_AIM OF THE EXERCISE_: Below is a listing; reproduce each line of it exactly.

_THE INPUT_:
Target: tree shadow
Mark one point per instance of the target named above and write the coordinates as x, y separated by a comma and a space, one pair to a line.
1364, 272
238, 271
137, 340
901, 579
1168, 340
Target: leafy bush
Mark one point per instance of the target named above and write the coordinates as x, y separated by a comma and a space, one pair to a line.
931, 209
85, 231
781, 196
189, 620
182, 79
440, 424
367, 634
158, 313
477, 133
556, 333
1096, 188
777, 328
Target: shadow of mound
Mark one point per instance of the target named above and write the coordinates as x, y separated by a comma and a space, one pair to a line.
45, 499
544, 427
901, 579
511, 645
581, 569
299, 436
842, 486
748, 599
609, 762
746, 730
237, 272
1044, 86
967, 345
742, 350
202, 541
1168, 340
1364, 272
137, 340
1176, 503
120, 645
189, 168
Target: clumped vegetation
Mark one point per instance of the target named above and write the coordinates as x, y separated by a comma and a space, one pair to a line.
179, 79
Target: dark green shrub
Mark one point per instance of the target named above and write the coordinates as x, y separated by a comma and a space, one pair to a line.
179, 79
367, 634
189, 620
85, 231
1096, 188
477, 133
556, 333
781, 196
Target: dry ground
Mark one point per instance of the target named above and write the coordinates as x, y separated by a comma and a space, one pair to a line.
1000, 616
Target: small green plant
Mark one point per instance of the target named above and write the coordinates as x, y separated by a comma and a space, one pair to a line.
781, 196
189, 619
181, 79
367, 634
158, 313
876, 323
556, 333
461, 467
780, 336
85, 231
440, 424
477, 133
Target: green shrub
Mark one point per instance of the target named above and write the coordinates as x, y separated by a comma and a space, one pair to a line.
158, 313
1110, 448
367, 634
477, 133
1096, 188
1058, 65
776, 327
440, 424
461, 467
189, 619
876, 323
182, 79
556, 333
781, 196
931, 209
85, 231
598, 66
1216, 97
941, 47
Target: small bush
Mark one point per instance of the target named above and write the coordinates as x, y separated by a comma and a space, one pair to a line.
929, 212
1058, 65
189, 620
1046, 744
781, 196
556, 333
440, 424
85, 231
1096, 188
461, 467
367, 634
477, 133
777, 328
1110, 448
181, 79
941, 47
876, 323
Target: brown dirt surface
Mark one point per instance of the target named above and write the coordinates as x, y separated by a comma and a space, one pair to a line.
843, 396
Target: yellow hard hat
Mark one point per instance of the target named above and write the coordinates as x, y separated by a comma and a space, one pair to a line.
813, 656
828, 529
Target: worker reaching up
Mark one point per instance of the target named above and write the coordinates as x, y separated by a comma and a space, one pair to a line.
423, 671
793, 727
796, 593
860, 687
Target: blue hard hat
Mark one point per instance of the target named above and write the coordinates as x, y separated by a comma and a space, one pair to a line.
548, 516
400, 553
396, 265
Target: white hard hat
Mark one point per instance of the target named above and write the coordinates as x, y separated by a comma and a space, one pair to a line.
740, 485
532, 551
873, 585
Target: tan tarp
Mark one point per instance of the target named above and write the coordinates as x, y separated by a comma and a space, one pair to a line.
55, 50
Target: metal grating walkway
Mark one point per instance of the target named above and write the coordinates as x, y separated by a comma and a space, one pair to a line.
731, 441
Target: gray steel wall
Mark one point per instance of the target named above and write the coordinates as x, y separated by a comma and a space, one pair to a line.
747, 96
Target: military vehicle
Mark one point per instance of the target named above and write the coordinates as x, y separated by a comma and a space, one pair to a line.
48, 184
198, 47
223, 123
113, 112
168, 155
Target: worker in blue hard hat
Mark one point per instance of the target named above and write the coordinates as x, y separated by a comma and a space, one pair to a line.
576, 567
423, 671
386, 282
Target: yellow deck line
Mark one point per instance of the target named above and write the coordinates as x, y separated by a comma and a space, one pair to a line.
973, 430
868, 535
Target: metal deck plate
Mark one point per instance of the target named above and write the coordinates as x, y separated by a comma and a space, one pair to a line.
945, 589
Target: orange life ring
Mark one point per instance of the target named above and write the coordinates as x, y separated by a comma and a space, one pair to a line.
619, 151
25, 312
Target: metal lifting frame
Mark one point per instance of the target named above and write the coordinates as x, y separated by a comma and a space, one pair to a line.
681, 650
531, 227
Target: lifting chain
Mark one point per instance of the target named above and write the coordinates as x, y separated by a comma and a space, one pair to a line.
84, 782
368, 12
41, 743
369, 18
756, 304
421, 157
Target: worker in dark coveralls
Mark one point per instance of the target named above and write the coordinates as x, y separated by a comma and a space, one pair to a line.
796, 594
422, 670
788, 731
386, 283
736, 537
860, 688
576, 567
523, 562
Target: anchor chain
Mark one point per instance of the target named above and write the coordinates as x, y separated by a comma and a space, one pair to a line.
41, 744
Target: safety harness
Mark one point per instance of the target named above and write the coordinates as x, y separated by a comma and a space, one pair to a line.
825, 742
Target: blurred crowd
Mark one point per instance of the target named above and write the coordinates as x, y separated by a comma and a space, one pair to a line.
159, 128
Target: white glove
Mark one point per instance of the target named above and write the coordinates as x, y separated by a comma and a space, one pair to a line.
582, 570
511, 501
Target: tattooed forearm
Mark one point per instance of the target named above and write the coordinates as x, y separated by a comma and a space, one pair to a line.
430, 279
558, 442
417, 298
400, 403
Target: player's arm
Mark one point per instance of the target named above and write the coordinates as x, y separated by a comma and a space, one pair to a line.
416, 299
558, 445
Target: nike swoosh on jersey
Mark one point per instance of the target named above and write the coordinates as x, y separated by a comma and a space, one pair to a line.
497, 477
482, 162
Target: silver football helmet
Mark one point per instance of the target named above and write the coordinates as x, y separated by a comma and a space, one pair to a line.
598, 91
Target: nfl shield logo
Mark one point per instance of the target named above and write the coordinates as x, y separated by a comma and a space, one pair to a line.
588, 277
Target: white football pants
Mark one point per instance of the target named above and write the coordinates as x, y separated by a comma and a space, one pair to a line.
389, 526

_SOLUTION TO THIS EXERCISE_:
Target: tree shadow
Mark one point per instance of the target named above and write the coordinates as x, y separated by a comma and a space, one pair to a line.
1364, 272
238, 271
137, 340
901, 579
1168, 340
Target: leafy bush
Mark one point per instance of the target named above and write the coordinates as x, y separated by a comma and a space, one pair to a line.
931, 209
85, 231
781, 196
189, 620
182, 79
440, 424
367, 634
158, 313
477, 133
556, 333
1096, 188
777, 328
Target: shadow of mound
Mark one point per instance of the target named above and write the coordinates as x, y separated by a comma and a space, one pair to a line.
45, 499
544, 427
901, 579
511, 645
581, 569
299, 436
842, 486
748, 599
609, 762
746, 730
237, 272
1044, 86
967, 345
742, 350
202, 541
1168, 340
1364, 272
137, 340
1176, 503
120, 645
189, 168
Target: clumped vegetation
Mark one point per instance of the target named above and write the coordinates as x, y separated by a comma and a space, one pair to a line.
179, 79
Target: dark green shrub
Mark one point per instance of the target named above and write the coordinates as x, y separated by a comma and a space, one pair to a line.
179, 79
367, 634
189, 620
85, 231
1096, 188
477, 133
556, 333
781, 196
Target: dry ground
Mark one point per instance of the target named above and write the coordinates as x, y separated by a comma and a space, one pair to a line.
1000, 616
Target: small green plant
Mark one point per instance of the target named above and write the coordinates as x, y separated by a comma and a space, one pair to a line.
781, 196
189, 619
181, 79
367, 634
158, 313
876, 323
556, 333
461, 467
780, 336
85, 231
440, 424
477, 133
Target: green shrub
Mark one point per instance of the target named above and write the coordinates as x, y separated by a comma and a space, one pair to a line.
158, 313
1110, 448
367, 634
477, 133
1096, 188
1058, 65
776, 327
440, 424
461, 467
189, 619
876, 323
182, 79
556, 333
781, 196
931, 209
85, 231
598, 66
1216, 97
941, 47
Target: small bush
Mark one point per instance of the target named above and write the coordinates as x, y separated by a comma and a space, one pair to a line.
929, 212
1058, 65
189, 620
1046, 744
781, 196
556, 333
440, 424
85, 231
1096, 188
461, 467
367, 634
477, 133
777, 328
1110, 448
181, 79
941, 47
876, 323
Target: brown dirt surface
Mark one point per instance of the target named above and write the coordinates as x, y separated by a comma and a space, one pair to a line.
843, 396
Target: yellow hard hat
Mark one point per instance of the target named above and write the coordinates as x, y separated by a comma and a space, one pair to a line.
813, 656
828, 529
Target: worker reaching up
Mark one point per instance of the target named above and write the coordinates as x, y separated by a comma and a space, one pair to a line.
423, 671
793, 727
796, 593
860, 687
Target: blue hard hat
Mark one point per instance of the target named above and write the coordinates as x, y separated by a comma and a space, one pair to a line.
548, 516
400, 553
396, 265
Target: white hard hat
Mark one point per instance of the target named above and write the coordinates as x, y separated by a comma and a space, one pair to a line.
740, 485
532, 551
873, 585
Target: tan tarp
Mark one point per instance of the target named above and write the coordinates as x, y separated by a comma and a space, one pair to a line.
55, 50
Target: metal grating walkway
Mark one point per instance of the target named above and write the coordinates as x, y separated by a comma and a space, one pair to a line.
731, 441
Target: gray steel wall
Mark one point per instance of the target named above and write the coordinates as x, y separated by a comma and a space, one pair to a line.
747, 96
Target: military vehicle
Mark one point per instance of the target named above and write the coordinates as x, y separated by a comma and a space, one pair to a line.
48, 184
198, 47
223, 123
113, 112
168, 155
Target: worker in blue hard hat
Mark one point per instance of the target named above and write the coordinates as x, y separated by a comma and a space, one pair to a line.
576, 567
423, 671
386, 282
Target: yellow deck line
Mark one point per instance of the target named above and write the coordinates as x, y separated by a comma and a space, one pair to a line.
973, 430
868, 535
Target: metal deck plate
Mark one point per instance of the target named above and write the coordinates as x, y separated by a comma and a space, one pair to a line.
945, 589
Target: orange life ring
Mark one point per instance of the target named above and write the coordinates as x, y separated by a comma and a space, one pair to a line.
619, 151
25, 312
Target: metal lifting frame
Mark one point per instance of the target named above and write the coordinates as x, y separated by a comma and a space, one pair to a line.
681, 650
531, 227
Target: lifting chain
Mark one point per instance of the target named above and write the coordinates as x, y separated by a comma and a space, one pair to a line.
84, 782
368, 12
41, 743
369, 18
756, 304
421, 157
Target: worker in dark coveralls
Mark one point per instance of the target named above and write the coordinates as x, y separated by a comma and a space, one pair to a line.
796, 594
422, 670
788, 731
386, 283
736, 537
860, 688
576, 567
523, 562
Target: anchor chain
Mark one point per instance of the target named above and write the coordinates as x, y separated by a comma and a space, one pair to a line.
41, 744
Target: safety harness
Mark one point per instance of the target named above and write the coordinates as x, y separated by a comma and a space, one pair to a line.
825, 742
Target: blurred crowd
Mark one point per instance of the target named above and write the coordinates as x, y separated by a comma and a space, one pair to a line.
159, 128
Target: white glove
Mark one point per instance of the target named above and write the coordinates as x, y separated by a comma and a space, one pair to a line.
582, 570
511, 501
Target: tattooed forearm
Mark one point per instance of the target named above and write the coordinates as x, y separated by a comma and a space, one pair to a line.
430, 279
558, 442
417, 298
400, 403
Target: player's arm
Mark one point per instance of the target named above and write the coordinates as x, y separated by a comma and a space, one pair to a line.
416, 299
558, 445
Target: nike swoosh on jersey
Mark one point per instance of the target named above and write the coordinates as x, y separated by a comma and a space, one pair to a line.
497, 477
482, 162
Target: silver football helmet
Mark one point per instance of the target named above and write the coordinates as x, y separated by a comma and a space, one pair to a line.
598, 91
Target: nfl shield logo
Mark one point per instance of the target named above and write the coordinates as x, y separated by a comma and a space, one pair to a line.
588, 277
Target: white football pants
Mark one point per instance of the target named above and write the coordinates as x, y separated by a comma and a space, one pair to a line.
389, 526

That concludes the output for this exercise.